(Beginning of Document extract)

Born in Boston as Eric Maher, Eddie Edwards has spent most of his wrestling career racking up championships. His list of titles is absurdly long, so much so that it’s almost an act of futility to try and list them all.


We’ll give it a brief shot, though, focusing on the various leagues where Edwards made his rep. The now 36- year old Edwards made his debut in 20002, competing mostly in an ongoing series of independent promotions. The following year, he became first Millennium Wrestling Federation Television Champion.

In 2007, he began wrestling for Squared Circle Wrestling, where he made a name for himself and was eventually part of a tag team championship outfit.

After that the titles came fast and furious. Edwards spent eight years with Pro Wrestling Noah, where he honed his skills and turned some early losses into an ongoing series of victories. In 2017, he became the first American to win the GHC Heavyweight Championship in Japan.

Edwards also competed in parallel in the Ring of Honor from 2006-2013. He became a member of the American Wolves, but during the end of that stretch he began to focus on singles competition, which also led to a string of successes.

(End of Document extract)

= Exercise brief =
Can you continue the profile of wrestler Eddie Edwards, picking up right after its last sentence?

(Beginning of Record set)

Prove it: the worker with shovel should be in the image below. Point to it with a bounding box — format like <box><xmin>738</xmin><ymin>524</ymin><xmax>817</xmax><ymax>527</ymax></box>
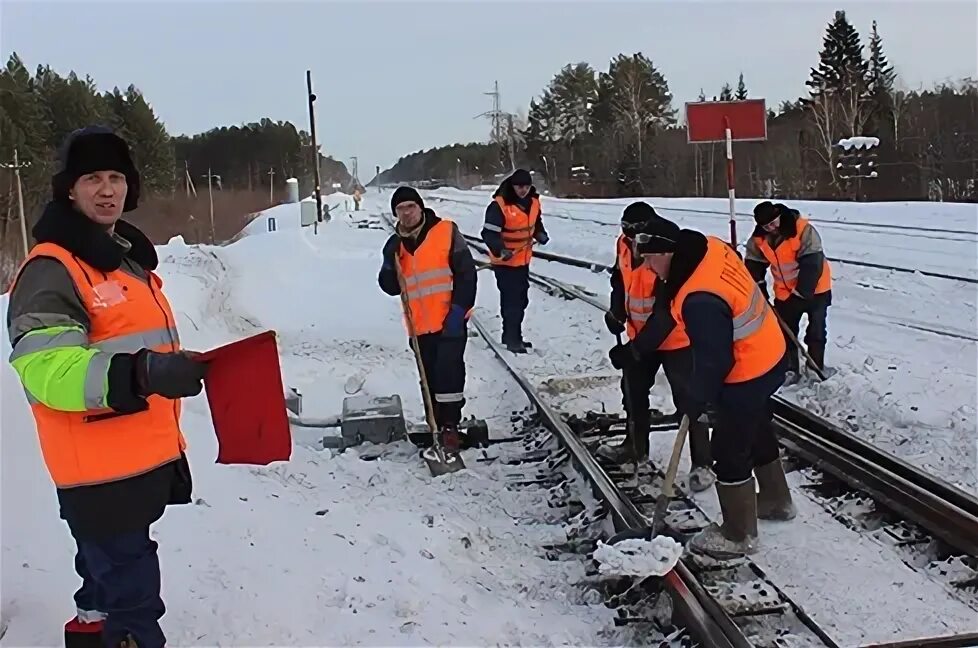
<box><xmin>634</xmin><ymin>216</ymin><xmax>795</xmax><ymax>559</ymax></box>
<box><xmin>744</xmin><ymin>200</ymin><xmax>832</xmax><ymax>383</ymax></box>
<box><xmin>482</xmin><ymin>169</ymin><xmax>550</xmax><ymax>353</ymax></box>
<box><xmin>599</xmin><ymin>202</ymin><xmax>715</xmax><ymax>491</ymax></box>
<box><xmin>378</xmin><ymin>187</ymin><xmax>476</xmax><ymax>454</ymax></box>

(End of Record set)

= Written response =
The following decade, Edwards became a staple in Pro Wrestling Guerrilla matches, and he also appeared briefly in the WWE in 2013.

He returned to tag team wrestling with Total Nonstop Action Wrestling/Impact Wrestling, and several years after that he began racking up singles championships, winning his first in the TNA X Division.

There is plenty of tarnish on the trophies, however, depending on how you look at Edwards’ persona and the antics that come with it.
For better or worse, many wrestling fans know Edwards for his more recent, over-the-top gimmick of using barbed baseball bat and then a kendo stick. This started on Sami Callahan, who sent Edwards to the hospital during a post-match Impact Wrestling brawl when a baseball bat accidentally struck Edwards in the head.

The kendo stick, which Edwards named “Kenny,” became a staple of Edwards wrestling repertoire, with various staged feuds with the likes of

Davey Richards that invariably led to all kinds of unsightly mayhem.

He accidentally hurt his wife, Alisha, during a House of Hardcore episode, and Edwards’ act became part of the plots and subplots that were at the heart of many Impact Wrestling matches.

His stage persona eventually paid off, though. In 2019, Edwards signed a multi-year deal with Impact, and this summer he repeated as the winner of the renamed Impact title.

Edwards may have taken on the personality of a madman, but it clearly hasn’t hurt him financially. He’s used his supposed loss of sanity as a lucrative trick that will clearly keep him smiling all the way to the bank.